**WORK INSTRUCTIONS**
Each line of the data below between the one containing "Category: bare tree" and the one containing "Category: crossed leg", both included, is to be repeated exactly. Please omit pictures.

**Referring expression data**
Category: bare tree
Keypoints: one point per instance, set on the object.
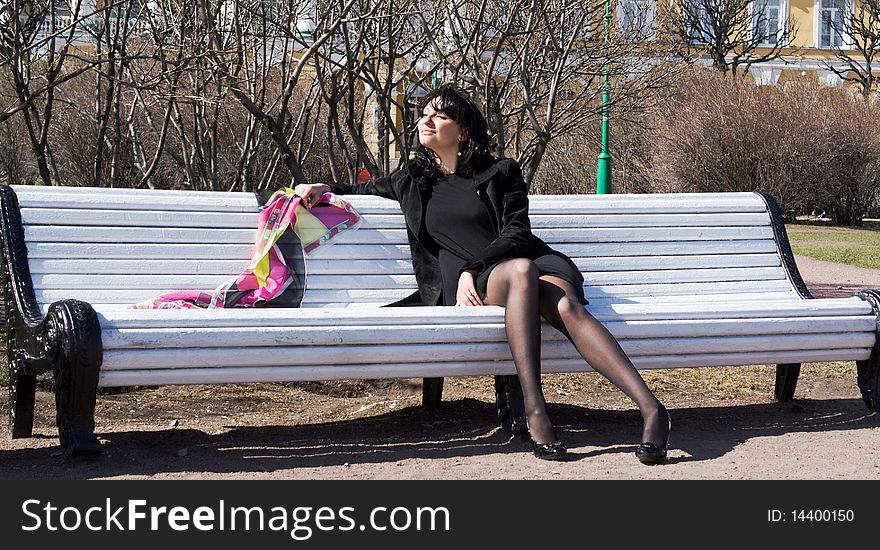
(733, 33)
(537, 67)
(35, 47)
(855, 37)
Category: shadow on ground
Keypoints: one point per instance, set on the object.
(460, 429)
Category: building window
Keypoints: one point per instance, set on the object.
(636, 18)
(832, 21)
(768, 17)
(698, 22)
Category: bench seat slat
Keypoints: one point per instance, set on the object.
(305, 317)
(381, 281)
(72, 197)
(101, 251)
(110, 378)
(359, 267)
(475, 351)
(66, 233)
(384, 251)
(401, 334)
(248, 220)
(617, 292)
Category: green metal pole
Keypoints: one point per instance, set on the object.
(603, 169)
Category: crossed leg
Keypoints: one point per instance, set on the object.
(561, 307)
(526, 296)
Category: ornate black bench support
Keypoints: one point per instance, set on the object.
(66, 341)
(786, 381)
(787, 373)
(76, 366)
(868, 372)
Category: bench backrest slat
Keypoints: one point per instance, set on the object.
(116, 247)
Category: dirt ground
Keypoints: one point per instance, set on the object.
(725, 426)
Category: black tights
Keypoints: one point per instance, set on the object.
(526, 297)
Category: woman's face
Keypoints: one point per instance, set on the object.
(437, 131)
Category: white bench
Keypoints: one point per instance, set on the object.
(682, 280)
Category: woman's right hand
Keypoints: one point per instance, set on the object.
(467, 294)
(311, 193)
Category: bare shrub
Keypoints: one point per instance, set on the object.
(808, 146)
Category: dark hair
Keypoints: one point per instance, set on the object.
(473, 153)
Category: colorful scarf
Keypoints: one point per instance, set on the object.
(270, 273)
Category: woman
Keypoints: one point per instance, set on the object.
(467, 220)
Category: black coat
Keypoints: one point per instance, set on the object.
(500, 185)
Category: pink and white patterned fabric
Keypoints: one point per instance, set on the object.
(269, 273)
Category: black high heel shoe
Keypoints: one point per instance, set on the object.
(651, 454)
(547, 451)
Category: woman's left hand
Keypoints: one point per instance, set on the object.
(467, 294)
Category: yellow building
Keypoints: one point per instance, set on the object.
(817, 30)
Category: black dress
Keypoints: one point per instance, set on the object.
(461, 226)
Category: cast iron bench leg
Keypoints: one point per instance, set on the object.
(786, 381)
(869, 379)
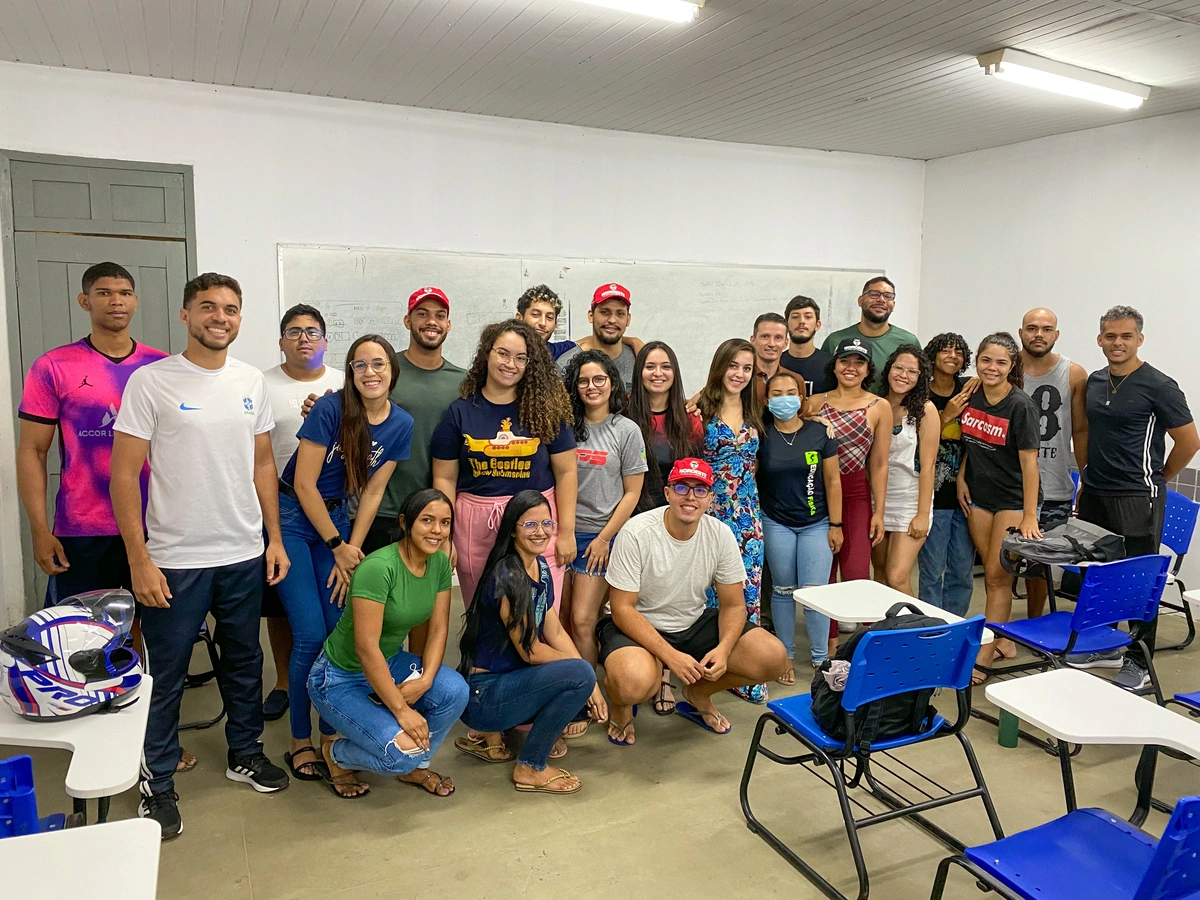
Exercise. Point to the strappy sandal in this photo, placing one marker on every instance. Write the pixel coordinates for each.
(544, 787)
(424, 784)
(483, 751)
* * *
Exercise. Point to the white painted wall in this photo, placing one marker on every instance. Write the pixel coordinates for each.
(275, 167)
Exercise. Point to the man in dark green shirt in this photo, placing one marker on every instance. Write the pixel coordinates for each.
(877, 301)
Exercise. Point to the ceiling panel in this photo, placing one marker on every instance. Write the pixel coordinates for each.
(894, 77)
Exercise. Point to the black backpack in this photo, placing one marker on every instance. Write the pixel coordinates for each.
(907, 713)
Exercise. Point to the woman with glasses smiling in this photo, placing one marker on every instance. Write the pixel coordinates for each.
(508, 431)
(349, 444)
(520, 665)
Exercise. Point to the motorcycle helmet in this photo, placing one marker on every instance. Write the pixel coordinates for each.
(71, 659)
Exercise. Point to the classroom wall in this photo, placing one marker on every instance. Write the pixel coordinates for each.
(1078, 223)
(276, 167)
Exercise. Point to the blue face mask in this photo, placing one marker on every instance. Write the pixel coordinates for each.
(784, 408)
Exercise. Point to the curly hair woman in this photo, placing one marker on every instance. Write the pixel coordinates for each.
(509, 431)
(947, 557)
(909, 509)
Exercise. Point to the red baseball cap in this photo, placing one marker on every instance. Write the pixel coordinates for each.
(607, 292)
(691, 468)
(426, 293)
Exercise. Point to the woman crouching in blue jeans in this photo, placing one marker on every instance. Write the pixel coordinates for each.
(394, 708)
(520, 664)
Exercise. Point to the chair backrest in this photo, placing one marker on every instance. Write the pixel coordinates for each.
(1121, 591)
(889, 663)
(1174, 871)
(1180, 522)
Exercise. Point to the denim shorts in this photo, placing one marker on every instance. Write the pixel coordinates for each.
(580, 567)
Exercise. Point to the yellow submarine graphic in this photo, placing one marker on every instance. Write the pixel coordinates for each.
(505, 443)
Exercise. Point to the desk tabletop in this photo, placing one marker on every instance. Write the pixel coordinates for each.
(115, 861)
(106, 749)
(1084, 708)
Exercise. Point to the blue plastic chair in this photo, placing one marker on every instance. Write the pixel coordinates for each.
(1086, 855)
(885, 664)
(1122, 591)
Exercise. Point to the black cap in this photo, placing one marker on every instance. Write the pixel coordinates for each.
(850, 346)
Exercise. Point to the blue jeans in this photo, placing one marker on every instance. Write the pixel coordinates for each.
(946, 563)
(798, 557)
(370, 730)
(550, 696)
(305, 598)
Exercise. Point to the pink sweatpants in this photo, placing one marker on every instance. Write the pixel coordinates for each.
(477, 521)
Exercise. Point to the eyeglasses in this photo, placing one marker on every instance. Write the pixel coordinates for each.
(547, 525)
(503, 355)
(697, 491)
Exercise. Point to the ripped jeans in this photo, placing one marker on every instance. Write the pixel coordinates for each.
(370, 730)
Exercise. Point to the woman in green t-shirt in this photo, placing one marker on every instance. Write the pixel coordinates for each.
--
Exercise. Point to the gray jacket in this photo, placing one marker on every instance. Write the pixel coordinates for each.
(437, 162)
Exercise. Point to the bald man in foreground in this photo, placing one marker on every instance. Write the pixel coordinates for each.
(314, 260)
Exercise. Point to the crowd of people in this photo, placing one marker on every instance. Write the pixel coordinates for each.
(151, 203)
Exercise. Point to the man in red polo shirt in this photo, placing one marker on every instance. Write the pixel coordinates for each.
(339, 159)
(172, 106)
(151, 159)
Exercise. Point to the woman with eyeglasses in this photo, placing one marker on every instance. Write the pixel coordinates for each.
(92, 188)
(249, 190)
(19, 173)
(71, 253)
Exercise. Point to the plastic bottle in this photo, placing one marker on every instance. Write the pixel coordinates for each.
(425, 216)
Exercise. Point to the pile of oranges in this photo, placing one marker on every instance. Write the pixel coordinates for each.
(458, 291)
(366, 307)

**SOLUTION TO THE EXERCISE**
Category: bare tree
Keypoints: one point per instance, set on the object.
(733, 33)
(537, 67)
(35, 47)
(855, 37)
Category: shadow on ground
Keypoints: one point per instance, set on the object.
(460, 429)
Category: building window
Keypoints: one point per instance, set on the object.
(636, 18)
(832, 21)
(768, 17)
(698, 22)
Category: bench seat slat
Keypoints: one point per instance, set on the object.
(305, 317)
(381, 281)
(72, 197)
(101, 251)
(110, 378)
(359, 267)
(475, 351)
(66, 233)
(384, 251)
(401, 334)
(248, 220)
(617, 292)
Category: green metal pole
Keypoints: one point per instance, set on the object.
(603, 169)
Category: crossed leg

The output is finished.